■ Material for this exercise
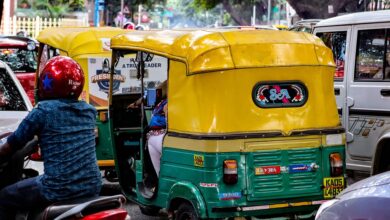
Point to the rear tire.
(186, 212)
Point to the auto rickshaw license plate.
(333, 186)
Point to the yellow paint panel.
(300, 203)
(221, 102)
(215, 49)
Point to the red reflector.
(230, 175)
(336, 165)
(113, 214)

==

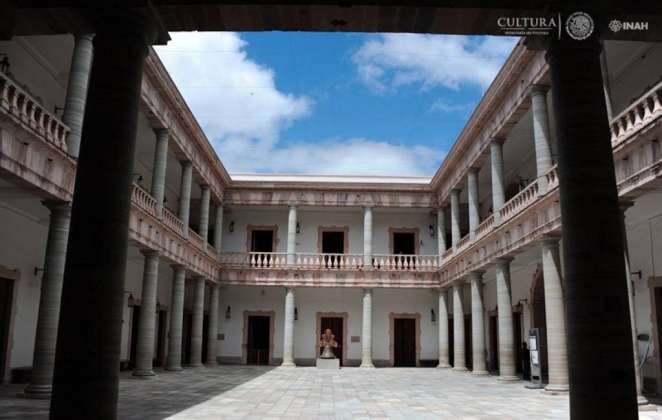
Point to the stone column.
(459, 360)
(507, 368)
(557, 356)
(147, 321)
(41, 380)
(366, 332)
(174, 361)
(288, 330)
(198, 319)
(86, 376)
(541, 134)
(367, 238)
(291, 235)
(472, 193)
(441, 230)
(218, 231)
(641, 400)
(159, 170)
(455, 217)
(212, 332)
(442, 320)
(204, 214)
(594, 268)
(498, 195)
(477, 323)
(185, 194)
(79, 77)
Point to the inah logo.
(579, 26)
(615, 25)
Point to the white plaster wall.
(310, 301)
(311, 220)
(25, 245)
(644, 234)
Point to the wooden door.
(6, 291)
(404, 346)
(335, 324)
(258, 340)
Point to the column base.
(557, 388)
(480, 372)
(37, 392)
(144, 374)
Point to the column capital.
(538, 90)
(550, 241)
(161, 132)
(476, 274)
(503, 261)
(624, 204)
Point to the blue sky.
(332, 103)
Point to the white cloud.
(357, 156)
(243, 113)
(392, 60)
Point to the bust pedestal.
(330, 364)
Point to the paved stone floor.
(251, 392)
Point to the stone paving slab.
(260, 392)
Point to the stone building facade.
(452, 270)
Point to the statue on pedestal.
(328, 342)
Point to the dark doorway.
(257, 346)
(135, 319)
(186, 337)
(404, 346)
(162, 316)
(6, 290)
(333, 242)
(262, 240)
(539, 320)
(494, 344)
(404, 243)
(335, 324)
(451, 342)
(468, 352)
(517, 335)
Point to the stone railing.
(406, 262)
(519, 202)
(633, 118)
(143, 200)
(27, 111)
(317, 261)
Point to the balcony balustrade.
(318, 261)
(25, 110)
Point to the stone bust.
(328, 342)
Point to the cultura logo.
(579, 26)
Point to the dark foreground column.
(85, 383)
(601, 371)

* * *

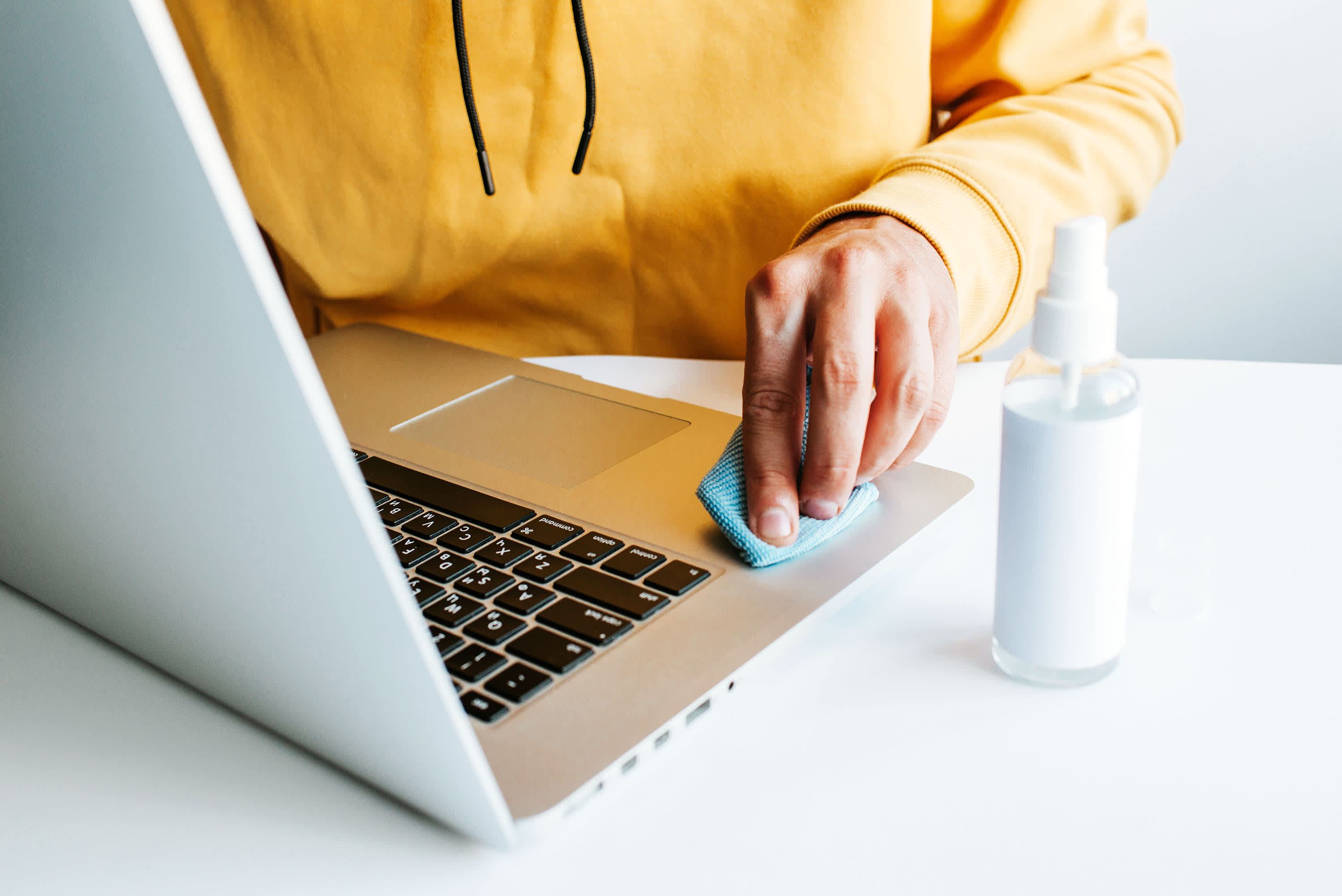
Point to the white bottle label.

■ The task
How many of the lines above contain the string "bust", matching case exactly? Reply with only the number.

■ The result
2